▶
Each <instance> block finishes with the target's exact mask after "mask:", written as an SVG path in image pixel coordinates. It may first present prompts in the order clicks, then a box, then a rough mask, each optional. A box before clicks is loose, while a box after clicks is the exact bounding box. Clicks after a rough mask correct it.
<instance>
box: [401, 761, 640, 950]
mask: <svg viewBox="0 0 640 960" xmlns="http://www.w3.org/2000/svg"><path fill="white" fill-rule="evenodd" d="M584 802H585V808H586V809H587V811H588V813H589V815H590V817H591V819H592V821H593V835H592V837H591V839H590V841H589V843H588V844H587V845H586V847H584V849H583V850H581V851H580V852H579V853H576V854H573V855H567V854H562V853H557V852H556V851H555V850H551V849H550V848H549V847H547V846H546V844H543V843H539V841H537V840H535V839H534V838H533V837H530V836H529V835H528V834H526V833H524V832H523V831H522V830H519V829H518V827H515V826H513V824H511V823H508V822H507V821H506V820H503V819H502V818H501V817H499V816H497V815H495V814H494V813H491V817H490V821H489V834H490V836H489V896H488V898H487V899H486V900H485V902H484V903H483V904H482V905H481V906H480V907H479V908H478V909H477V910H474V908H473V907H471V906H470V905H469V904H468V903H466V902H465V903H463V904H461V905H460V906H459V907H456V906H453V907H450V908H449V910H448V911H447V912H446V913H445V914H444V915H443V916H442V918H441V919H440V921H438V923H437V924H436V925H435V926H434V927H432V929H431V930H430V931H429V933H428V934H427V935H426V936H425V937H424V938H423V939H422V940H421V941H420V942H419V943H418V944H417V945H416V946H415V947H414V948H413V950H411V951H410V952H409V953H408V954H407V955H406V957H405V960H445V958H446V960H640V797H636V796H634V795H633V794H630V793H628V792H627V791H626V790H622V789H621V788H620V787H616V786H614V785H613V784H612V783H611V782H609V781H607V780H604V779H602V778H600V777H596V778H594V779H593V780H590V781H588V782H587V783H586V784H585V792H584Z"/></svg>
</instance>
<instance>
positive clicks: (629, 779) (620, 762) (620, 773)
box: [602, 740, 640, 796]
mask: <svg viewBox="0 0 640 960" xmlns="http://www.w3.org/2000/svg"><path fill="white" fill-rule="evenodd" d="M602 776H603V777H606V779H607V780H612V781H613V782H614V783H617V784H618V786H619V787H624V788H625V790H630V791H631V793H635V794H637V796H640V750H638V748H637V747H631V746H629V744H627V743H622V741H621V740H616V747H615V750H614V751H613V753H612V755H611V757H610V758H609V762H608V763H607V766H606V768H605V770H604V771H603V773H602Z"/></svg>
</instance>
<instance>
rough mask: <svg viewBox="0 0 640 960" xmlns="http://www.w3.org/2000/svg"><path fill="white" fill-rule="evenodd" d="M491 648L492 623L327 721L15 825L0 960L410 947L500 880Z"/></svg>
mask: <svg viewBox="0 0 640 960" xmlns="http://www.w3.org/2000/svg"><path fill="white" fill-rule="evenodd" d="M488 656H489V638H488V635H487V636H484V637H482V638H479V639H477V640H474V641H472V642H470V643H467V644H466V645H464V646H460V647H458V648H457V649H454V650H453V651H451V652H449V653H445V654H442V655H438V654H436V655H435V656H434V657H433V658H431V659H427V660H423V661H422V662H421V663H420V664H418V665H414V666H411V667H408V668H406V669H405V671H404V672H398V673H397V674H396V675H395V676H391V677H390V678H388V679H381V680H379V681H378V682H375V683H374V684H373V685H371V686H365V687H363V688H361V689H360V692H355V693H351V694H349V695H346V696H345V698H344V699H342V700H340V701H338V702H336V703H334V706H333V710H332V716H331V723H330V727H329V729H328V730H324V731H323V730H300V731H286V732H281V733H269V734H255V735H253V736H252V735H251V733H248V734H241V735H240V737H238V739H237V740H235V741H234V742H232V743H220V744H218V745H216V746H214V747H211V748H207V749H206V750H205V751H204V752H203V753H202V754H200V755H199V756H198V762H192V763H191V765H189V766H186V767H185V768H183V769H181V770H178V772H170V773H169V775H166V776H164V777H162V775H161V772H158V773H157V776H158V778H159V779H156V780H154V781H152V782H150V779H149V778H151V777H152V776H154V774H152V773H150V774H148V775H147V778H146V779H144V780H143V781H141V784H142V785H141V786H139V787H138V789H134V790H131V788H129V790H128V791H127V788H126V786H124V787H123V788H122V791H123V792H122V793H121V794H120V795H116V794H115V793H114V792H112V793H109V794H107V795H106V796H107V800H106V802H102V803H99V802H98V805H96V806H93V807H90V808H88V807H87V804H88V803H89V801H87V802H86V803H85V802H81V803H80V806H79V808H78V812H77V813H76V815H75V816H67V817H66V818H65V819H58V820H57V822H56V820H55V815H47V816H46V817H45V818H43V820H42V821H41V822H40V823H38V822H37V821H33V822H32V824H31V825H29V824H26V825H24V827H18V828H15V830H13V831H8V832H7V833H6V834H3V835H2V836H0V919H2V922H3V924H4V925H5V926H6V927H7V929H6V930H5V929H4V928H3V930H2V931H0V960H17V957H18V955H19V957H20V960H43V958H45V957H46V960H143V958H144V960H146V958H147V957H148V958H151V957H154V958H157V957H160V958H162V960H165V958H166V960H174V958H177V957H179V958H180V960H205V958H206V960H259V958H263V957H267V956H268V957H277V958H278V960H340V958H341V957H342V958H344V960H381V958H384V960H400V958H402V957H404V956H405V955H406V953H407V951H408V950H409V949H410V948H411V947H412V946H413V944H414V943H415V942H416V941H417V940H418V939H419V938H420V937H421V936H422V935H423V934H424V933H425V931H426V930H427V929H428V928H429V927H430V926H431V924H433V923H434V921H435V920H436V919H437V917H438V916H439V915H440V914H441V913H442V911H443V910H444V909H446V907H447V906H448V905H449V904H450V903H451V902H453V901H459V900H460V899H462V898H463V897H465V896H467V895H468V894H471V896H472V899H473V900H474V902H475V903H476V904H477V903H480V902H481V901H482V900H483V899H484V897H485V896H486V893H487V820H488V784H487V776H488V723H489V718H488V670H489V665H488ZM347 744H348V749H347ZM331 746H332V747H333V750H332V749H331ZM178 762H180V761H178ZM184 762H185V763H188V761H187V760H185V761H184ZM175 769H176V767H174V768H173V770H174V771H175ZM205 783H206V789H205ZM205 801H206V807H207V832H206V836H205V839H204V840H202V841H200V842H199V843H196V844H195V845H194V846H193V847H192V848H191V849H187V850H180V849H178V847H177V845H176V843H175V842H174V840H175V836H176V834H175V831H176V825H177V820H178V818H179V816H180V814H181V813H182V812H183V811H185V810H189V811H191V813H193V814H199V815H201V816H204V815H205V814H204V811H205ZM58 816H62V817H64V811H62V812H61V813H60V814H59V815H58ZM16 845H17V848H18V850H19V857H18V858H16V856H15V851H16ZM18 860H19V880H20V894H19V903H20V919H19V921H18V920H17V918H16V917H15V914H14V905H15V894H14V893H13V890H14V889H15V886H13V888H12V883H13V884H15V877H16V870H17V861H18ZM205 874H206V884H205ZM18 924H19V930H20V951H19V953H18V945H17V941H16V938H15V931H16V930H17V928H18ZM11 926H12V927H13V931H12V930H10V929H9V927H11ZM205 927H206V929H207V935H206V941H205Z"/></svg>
◀
**Assignment:**
Each line above that contains the word "clicks" should be returned.

**Exercise result:**
Each <instance> block finishes with the target's exact mask after "mask:", written as an SVG path in image pixel coordinates. It may first present prompts in the order clicks, then a box, then a rough mask, each optional. A box before clicks is loose, while a box after clicks is the exact bounding box. Clicks after a rough mask correct it.
positive clicks: (629, 779) (620, 762) (620, 773)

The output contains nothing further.